• _Task_: Continue the passage on discrete choice models and the IIA assumption, starting right after its final sentence.

• _Text provided_:

+ + + + +

Whereas the extended CLM encompasses the MLM, there are two reasons not to use the CLM rather than the MLM when the explanatory variables are only characteristics of the decision-maker. First, the structure of the CLM means that it does not produce estimates of the model’s intercepts (regardless the type of variable), since the intercept variables do not vary over decision-makers or alternatives (i.e., ${x}_{0j}=1$ for all $i$ and $j$). This is not a limitation for the MLM. Second, the format of the data input into the CLM differs from that of the MLM, so if one’s data is only on decision-maker characteristics, then the use of the CLM unnecessarily complicates the data-entry step. In addition, software packages usually optimize their estimation routines for specific models and offer additional options for reporting results, among other options, that are specific to each model.

### Independence of Irrelevant Alternatives (IIA)

Both the MLM and the CLM assume that the odds in favor of one alterative versus another do not depend on the absence or presence of any of the other alternatives available to the decision-maker. This means adding or subtracting options from the existing set of options has no effect on the odds between any two of the remaining alternatives. As mentioned in “Multinomial Logit,” this is called the “independence of irrelevant alternatives” (IIA) (McFadden, 1973).^{16} The IIA derives from the assumed independence of the errors across alternatives and is effectively an assumption that the errors across alternatives are uncorrelated. Essentially, this means that the variables included in a model fully capture all influences on a decision-maker’s choice among the available alternatives (i.e., there are no omitted variables).

The practical advice given is that, when the alternatives are close substitutes, the IIA assumption may be violated, in which case the results from the MLM or the CLM are not likely valid. In particular, estimating the MLM or CLM model when the error are correlated across alternatives will tend to overstate the probability of selecting alternatives deemed similar by the decision-maker (Maddala, 1983, p. 62). Hausman and McFadden (1984) developed a test for the validity of the IIA assumption (e.g., Greene, 2008, p. 287). If IIA is rejected, then alternative models, discussed in “Models Allowing Correlation Among Choice Alternatives,” are available that do not impose the IIA assumption.

## Models Allowing Correlation Among Choice Alternatives

Several models that do not require the IIA assumption are available. Perhaps the earliest model considered is the multinomial probit model (MPM). The MPM replaces the logistic distribution with a normal distribution; this distribution easily allows for the errors to be correlated across alternatives. Early use of the MPM faced a practical limitation: computation of the probabilities in the model’s likelihood function required the evaluation of terms involving multiple integrals, whose computation is difficult if not impossible. This computational issue limited the number of choice alternatives ($J$) to three or less. However, advances in simulation methods (e.g., simulated-maximum likelihood; see Train, 2009) now permit relatively efficient computation of the probabilities in the MPM’s likelihood function regardless the number of alternatives. The MPM is therefore a viable alternative to the MLM if the IIA assumption is rejected.

+ + + + +

• _Data provided_:
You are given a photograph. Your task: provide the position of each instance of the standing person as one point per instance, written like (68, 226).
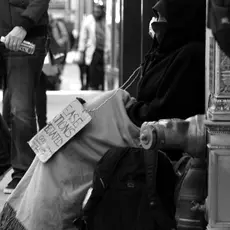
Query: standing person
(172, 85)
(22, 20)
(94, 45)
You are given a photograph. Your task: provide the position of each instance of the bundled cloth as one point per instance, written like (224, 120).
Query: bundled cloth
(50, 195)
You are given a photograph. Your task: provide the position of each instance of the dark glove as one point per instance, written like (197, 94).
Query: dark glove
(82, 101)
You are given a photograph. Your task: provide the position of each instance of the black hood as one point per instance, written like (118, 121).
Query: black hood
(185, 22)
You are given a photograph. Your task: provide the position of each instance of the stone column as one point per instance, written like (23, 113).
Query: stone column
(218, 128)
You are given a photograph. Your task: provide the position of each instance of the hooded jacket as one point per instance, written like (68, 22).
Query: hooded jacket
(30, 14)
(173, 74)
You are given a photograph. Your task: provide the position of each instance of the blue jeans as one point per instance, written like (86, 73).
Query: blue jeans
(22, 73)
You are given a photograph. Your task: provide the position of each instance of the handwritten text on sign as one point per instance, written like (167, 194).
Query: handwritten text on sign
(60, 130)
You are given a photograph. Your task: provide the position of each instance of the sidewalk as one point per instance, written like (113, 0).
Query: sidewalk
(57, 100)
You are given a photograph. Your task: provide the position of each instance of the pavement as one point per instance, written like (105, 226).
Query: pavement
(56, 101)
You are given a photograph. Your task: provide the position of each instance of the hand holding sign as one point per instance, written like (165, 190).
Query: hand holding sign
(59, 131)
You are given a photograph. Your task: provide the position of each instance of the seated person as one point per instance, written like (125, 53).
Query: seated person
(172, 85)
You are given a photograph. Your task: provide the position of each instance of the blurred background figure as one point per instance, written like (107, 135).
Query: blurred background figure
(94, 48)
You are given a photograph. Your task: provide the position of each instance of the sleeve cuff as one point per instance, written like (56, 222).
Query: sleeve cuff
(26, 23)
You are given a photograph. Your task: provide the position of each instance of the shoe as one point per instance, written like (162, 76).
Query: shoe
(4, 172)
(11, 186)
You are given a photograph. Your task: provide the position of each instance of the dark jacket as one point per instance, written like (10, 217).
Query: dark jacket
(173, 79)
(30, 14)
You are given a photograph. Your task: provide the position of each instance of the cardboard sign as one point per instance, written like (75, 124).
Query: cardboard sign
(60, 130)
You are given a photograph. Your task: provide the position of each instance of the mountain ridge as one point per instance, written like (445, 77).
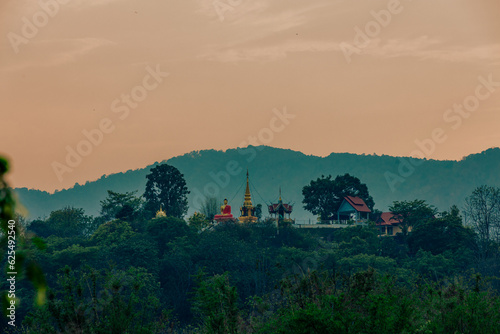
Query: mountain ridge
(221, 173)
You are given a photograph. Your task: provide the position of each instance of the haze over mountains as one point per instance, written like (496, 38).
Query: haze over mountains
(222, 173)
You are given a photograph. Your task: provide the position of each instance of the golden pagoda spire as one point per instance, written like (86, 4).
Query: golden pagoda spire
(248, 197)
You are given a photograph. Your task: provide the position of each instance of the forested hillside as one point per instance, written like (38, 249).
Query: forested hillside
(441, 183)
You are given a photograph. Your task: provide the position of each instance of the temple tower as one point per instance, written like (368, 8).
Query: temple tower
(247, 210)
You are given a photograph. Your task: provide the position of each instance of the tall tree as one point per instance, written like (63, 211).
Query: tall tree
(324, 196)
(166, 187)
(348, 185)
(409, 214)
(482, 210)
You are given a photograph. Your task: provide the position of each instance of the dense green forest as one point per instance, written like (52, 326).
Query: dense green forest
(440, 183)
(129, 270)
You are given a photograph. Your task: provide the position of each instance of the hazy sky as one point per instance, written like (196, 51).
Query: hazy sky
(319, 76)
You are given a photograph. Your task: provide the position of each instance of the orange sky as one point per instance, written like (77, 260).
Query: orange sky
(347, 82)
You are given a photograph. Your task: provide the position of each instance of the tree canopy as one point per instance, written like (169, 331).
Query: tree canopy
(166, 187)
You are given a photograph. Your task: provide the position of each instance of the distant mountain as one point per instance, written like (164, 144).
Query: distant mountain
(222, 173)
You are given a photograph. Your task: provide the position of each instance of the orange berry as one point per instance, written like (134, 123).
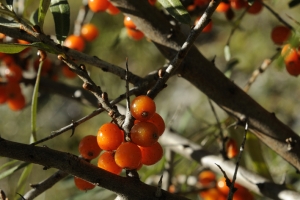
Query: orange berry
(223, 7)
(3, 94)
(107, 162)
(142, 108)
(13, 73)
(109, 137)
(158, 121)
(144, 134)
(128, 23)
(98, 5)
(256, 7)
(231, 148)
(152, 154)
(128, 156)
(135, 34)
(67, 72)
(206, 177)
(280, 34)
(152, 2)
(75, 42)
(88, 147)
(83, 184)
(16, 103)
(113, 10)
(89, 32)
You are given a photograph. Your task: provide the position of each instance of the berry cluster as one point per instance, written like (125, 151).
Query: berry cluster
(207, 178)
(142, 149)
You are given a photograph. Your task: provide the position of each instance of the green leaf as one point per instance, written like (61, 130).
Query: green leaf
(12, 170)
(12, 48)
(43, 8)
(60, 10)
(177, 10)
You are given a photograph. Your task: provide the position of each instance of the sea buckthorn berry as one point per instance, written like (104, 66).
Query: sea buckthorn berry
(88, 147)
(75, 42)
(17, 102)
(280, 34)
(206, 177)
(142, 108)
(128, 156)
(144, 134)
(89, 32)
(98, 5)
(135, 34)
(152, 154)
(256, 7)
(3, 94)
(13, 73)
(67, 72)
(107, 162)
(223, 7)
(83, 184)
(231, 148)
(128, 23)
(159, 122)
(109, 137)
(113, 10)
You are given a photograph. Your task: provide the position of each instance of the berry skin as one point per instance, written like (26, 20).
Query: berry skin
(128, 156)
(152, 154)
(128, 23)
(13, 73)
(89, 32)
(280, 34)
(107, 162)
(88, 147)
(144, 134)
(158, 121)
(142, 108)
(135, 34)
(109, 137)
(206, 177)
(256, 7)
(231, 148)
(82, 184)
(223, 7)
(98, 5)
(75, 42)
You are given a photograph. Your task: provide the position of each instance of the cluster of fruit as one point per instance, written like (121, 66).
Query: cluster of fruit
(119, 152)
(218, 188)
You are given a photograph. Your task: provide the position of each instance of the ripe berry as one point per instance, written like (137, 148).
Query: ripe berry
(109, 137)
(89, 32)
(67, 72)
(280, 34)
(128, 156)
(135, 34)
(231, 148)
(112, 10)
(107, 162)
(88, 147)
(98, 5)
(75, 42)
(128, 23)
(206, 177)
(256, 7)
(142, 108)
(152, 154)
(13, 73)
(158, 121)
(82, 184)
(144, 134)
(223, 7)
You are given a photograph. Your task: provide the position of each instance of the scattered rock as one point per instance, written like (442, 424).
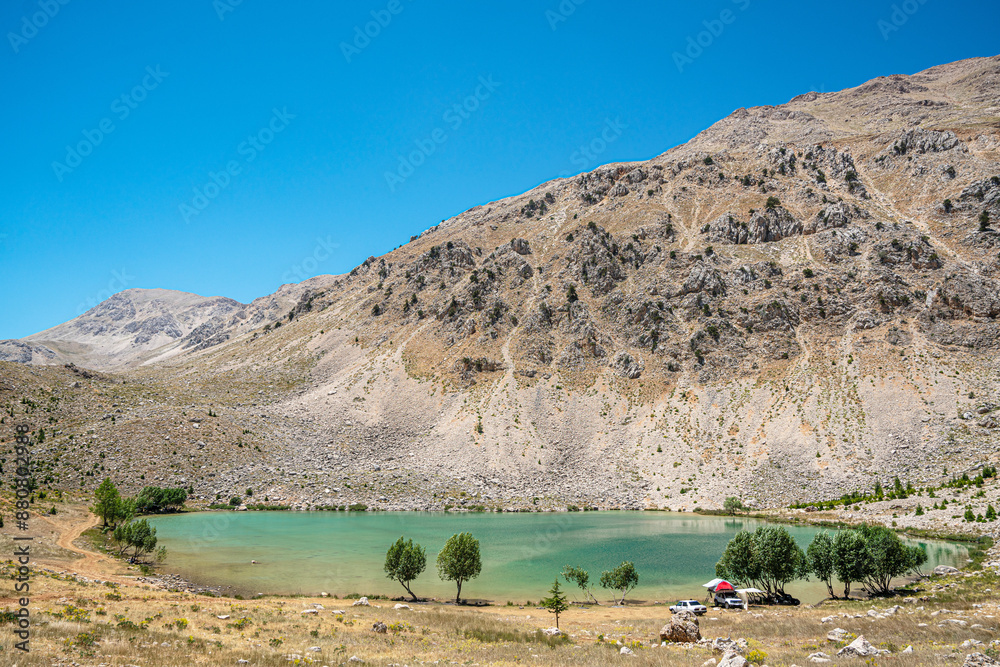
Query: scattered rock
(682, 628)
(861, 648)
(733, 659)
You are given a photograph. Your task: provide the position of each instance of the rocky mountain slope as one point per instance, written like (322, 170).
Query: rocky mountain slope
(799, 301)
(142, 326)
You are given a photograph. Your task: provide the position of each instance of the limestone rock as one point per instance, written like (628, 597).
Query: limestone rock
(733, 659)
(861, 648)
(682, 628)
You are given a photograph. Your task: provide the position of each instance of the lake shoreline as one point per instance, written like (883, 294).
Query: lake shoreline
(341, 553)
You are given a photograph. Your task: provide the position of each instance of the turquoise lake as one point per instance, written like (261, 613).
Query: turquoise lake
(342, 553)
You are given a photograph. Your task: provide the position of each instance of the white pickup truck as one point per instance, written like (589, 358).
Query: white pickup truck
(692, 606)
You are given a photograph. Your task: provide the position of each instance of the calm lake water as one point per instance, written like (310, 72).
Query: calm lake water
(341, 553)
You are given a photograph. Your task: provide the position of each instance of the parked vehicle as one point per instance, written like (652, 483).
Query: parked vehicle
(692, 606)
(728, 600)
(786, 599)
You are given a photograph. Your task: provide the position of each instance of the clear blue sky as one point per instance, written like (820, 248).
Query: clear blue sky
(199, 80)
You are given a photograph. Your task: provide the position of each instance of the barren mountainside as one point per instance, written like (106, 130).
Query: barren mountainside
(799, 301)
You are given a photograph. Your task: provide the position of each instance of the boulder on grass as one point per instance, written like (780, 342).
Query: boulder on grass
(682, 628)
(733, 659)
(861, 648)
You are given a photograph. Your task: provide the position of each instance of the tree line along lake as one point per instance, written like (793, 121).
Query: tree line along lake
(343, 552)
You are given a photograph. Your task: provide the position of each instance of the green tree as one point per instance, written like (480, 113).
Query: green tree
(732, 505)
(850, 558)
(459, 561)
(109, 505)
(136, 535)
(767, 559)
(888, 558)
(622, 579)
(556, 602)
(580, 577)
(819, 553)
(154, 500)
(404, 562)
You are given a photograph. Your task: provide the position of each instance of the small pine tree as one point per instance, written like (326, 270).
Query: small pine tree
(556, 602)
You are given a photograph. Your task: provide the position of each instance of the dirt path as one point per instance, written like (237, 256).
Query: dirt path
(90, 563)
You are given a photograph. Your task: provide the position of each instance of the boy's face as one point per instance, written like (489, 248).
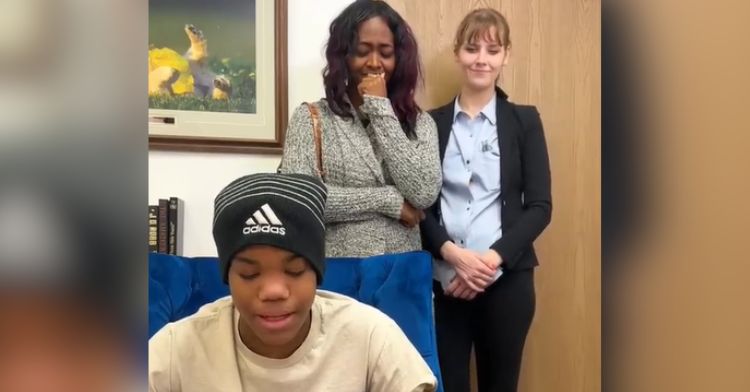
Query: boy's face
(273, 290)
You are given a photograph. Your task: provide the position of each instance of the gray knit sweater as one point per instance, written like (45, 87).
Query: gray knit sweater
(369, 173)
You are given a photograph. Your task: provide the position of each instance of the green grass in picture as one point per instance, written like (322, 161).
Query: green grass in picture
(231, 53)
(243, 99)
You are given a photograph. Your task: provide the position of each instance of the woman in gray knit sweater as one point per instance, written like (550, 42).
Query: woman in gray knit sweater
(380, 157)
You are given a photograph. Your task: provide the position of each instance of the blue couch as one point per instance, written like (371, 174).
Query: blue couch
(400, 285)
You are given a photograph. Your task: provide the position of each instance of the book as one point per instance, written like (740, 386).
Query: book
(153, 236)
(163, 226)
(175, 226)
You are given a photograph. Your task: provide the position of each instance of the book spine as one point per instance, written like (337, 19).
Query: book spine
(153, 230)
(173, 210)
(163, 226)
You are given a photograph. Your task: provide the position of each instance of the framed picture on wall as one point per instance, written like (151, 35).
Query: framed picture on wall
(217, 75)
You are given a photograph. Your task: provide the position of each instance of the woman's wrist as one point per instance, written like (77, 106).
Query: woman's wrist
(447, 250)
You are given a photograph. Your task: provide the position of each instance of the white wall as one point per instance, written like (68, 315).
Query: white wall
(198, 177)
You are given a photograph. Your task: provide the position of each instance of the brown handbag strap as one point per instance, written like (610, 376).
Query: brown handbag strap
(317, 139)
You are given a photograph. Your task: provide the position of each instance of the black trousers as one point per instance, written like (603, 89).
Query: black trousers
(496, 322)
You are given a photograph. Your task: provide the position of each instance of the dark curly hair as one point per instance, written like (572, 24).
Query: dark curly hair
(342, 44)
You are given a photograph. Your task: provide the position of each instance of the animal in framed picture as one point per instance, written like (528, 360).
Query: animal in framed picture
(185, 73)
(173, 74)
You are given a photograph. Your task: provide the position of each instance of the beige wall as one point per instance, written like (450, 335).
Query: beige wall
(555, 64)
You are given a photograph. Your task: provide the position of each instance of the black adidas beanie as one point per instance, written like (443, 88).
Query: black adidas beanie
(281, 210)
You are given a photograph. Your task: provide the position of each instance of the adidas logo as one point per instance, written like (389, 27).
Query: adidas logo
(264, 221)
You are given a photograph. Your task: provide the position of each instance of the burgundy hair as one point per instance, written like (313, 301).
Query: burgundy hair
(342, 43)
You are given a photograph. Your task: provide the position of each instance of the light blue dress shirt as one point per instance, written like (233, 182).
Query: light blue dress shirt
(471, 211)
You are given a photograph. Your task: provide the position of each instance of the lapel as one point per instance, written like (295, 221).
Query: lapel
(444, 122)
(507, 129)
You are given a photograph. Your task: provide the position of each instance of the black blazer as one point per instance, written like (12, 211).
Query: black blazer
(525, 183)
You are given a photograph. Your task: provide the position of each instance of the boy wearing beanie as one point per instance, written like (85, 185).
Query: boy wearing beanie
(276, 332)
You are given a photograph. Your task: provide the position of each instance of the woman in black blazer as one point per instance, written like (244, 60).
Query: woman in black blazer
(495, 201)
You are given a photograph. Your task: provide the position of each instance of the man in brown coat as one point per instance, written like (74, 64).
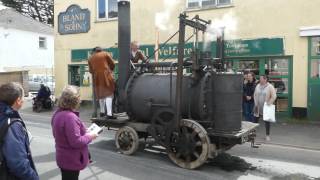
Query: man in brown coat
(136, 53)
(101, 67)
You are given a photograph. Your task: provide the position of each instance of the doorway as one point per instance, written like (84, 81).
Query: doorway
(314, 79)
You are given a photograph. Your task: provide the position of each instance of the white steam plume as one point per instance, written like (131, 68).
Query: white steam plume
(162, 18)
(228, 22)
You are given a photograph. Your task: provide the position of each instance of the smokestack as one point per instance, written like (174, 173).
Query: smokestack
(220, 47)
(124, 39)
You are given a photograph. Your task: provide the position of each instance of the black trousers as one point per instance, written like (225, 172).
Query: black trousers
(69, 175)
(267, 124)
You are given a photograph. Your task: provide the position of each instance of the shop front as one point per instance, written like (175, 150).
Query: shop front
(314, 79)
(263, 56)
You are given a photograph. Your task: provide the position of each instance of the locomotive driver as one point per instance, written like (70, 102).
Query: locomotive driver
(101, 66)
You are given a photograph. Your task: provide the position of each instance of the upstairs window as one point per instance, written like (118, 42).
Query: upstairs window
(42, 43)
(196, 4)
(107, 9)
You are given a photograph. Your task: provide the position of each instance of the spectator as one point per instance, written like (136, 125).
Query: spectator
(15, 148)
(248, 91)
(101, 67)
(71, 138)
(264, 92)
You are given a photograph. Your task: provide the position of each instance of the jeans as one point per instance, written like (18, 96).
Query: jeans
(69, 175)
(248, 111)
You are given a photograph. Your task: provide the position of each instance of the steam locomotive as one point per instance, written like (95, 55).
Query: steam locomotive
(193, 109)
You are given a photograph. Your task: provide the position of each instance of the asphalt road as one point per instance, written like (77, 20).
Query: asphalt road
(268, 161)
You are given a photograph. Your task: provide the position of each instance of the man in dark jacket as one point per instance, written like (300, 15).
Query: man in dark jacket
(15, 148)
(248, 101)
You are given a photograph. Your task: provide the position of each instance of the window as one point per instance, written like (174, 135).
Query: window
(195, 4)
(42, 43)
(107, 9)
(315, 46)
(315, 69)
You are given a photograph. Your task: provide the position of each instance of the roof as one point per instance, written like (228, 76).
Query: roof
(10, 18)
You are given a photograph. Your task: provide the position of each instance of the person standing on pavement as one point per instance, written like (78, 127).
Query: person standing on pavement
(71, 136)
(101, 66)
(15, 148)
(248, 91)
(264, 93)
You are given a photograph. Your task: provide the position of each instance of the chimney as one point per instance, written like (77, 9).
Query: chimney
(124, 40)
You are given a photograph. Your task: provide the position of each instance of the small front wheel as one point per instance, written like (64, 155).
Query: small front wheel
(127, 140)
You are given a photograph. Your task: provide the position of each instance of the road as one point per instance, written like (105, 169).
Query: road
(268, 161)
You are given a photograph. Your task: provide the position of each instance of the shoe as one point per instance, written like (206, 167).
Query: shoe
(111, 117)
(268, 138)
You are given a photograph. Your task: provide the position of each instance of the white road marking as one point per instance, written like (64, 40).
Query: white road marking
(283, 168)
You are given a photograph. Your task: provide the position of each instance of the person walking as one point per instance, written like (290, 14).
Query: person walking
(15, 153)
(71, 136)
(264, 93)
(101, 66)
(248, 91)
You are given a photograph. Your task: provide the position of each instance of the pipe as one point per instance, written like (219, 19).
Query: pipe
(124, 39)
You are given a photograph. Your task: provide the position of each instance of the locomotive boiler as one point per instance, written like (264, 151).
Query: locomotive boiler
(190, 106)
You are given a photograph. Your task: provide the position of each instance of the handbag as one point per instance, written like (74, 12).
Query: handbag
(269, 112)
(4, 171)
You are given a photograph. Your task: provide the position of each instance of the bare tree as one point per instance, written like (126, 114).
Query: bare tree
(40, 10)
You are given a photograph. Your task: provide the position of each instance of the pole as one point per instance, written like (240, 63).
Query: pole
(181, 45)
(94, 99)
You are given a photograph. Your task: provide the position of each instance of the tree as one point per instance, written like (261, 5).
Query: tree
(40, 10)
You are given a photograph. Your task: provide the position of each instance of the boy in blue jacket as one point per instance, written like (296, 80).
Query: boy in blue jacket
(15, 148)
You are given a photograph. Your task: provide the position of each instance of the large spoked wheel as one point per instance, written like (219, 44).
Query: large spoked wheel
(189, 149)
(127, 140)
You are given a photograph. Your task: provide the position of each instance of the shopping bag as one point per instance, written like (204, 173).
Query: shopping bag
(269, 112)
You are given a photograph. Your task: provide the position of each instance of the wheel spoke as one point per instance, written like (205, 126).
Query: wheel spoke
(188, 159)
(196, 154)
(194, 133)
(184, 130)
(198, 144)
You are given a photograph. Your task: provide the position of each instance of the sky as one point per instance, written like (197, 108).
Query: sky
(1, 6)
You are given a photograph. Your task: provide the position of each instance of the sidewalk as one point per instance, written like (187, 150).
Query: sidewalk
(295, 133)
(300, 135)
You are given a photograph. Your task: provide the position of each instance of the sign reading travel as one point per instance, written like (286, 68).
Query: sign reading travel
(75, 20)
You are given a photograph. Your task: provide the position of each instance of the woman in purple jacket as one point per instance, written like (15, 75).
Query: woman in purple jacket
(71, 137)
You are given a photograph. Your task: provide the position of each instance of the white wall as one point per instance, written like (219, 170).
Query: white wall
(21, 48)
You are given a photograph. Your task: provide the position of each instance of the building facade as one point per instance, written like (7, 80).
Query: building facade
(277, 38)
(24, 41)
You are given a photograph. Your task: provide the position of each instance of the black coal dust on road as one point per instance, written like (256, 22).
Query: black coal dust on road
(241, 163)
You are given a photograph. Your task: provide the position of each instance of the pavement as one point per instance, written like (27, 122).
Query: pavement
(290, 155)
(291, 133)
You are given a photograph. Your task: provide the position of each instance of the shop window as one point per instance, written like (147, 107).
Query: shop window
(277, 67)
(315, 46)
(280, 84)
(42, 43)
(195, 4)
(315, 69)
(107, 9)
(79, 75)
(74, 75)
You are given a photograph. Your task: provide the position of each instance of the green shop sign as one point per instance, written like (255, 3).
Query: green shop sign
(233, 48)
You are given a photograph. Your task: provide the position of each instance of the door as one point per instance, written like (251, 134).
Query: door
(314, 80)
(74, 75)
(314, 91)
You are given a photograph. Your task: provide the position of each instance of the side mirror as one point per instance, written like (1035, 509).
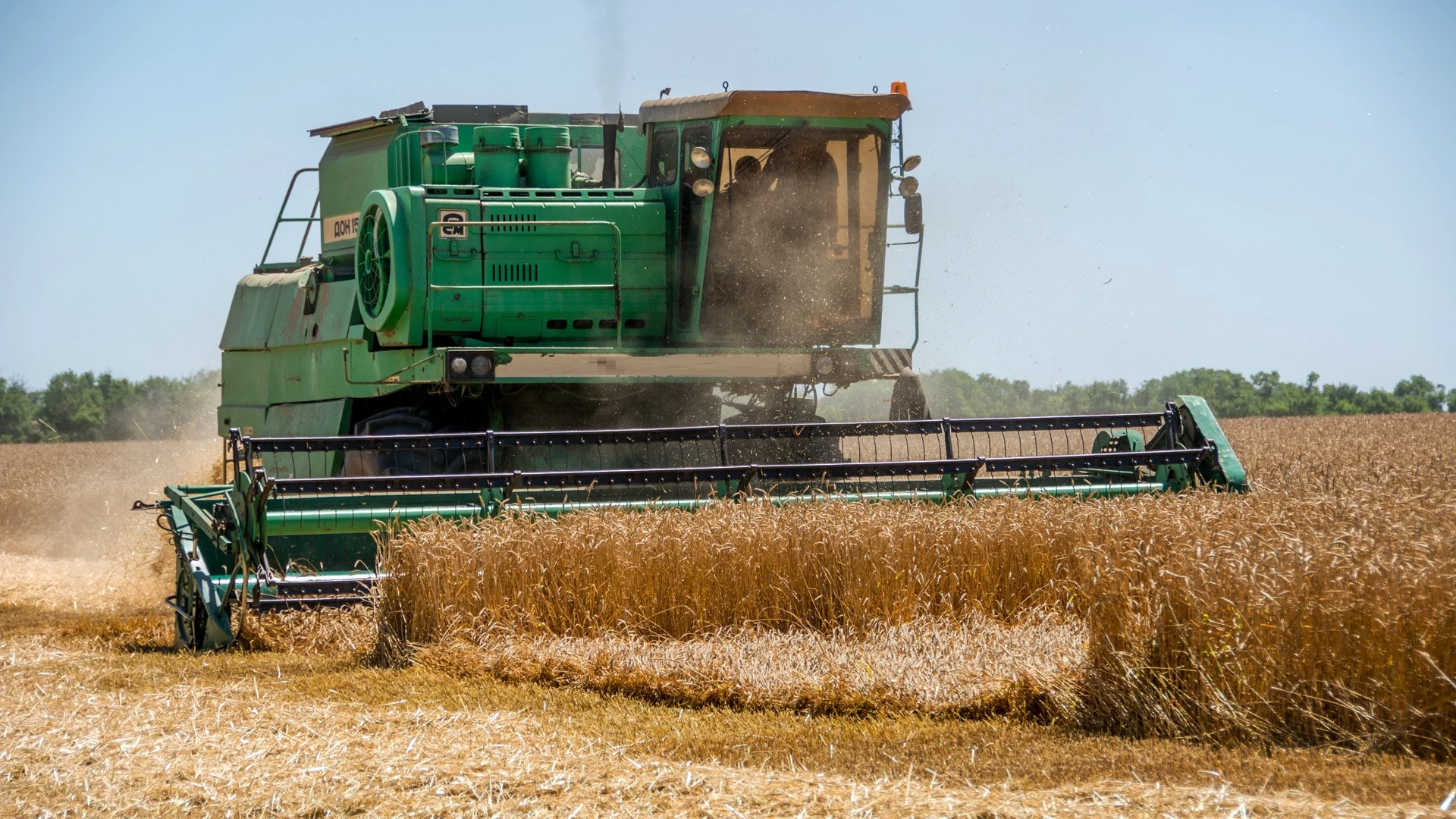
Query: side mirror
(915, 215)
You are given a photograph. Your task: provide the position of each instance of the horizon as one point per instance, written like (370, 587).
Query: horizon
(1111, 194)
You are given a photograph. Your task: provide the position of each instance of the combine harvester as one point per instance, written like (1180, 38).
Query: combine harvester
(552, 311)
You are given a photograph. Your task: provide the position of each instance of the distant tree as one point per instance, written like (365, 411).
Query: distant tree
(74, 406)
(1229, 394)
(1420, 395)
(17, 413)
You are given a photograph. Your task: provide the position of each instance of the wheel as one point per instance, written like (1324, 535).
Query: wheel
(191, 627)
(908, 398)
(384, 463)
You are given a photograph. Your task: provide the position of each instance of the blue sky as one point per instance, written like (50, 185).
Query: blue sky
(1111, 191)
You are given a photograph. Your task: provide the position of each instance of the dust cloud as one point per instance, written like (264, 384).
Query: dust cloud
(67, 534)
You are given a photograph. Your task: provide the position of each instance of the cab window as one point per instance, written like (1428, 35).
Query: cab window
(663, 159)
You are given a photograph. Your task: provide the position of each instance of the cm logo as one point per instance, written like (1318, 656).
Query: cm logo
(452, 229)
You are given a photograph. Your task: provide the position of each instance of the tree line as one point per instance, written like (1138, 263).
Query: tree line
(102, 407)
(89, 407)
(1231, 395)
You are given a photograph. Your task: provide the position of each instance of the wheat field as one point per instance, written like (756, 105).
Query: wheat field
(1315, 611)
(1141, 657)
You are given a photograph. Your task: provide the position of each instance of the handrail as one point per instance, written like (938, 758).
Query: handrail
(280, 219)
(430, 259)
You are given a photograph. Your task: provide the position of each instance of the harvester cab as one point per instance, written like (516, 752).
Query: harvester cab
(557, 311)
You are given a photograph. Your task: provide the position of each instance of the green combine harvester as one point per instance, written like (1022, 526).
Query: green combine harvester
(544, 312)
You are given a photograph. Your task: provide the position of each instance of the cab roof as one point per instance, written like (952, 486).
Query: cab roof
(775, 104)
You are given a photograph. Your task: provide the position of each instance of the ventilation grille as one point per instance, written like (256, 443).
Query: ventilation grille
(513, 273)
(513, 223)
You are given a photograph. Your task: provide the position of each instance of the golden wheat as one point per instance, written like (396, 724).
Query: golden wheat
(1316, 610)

+ + + + +

• _Answer to this exercise_:
Two additional models that relax the IIA assumption are the nested logit model (NLM) and the mixed logit model. Each model is a generalization of the CLM in the McFadden discrete choice framework and, since this framework assumes the error term in the structural equation for each alternative has an extreme value distribution, are referred to as generalized extreme value (GEV) models (e.g., Train, 2009).

The NLM partially relaxes the IIA assumption by grouping alternative into a treelike structure characterized as branches and twigs (e.g., Greene, 2008, pp. 847–850). The branches are first-level choice options, whereas the twigs on a given branch are second-level (final) choice options. The NLM relaxes the IIA assumption for choices among branches but does require IIA for the choice among the twigs on a given branch. An inclusion-factor test is available to assess whether separating decisions into branches and twigs is necessary.

Belderbos and Sleuwaegen (2005) used the NLM to examine factors influencing the geographic sales orientation of different production plants owned by Japanese multinationals. Their model has a two-stage decision process: first, a firm chooses to invest either domestically or internationally (the branches), and it then chooses the sales orientation of its plants in different locations (the twigs). Testing for significance of the inclusion factor confirmed their two-stage decision model.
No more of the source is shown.